Rewrite the lines below, starting with the line that contains "shrub and return the coordinates." and continuing through the last line. Keep every line, and move each coordinate in the answers by -14.

**Provided data:**
● ● ● ● ● ● ●

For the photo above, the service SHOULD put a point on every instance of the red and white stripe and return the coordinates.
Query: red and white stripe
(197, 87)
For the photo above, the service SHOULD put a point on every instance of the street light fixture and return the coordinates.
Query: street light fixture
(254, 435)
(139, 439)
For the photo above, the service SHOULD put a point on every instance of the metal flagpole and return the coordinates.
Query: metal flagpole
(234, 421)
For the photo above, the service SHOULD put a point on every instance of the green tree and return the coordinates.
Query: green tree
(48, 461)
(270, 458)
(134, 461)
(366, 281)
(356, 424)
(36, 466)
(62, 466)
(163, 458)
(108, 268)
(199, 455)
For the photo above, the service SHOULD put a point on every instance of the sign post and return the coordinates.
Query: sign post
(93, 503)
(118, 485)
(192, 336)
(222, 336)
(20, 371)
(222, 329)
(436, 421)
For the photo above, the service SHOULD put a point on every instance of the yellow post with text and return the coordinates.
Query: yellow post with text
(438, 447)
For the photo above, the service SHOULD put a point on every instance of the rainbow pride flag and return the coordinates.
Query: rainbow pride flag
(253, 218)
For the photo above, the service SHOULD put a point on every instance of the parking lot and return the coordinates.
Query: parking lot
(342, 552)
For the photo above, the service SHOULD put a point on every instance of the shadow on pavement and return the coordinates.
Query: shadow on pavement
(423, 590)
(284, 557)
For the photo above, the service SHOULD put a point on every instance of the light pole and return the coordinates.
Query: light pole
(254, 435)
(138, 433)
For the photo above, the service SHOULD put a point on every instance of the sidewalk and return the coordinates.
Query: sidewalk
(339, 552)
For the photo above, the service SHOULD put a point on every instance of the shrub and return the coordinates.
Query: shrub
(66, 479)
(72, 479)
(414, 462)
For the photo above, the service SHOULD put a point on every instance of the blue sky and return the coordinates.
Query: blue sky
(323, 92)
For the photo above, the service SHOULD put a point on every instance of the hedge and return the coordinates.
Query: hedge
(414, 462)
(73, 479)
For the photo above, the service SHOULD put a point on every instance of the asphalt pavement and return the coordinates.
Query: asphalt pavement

● ● ● ● ● ● ●

**Finished exercise:**
For the photo above, the service SHOULD put a point on every instance of the shrub and return the coordinates.
Query: shrub
(52, 465)
(58, 465)
(400, 448)
For the photo above, the service SHOULD put a point on every instance of the blue sky and return the coordinates.
Query: blue sky
(309, 78)
For the photo above, the service SHOULD put a point on every instance of the hedge and return the coordinates.
Query: hedge
(400, 448)
(59, 465)
For the photo above, the service SHOULD put a point on every instance of the asphalt pavement and return the coordinates.
Query: asphalt pavement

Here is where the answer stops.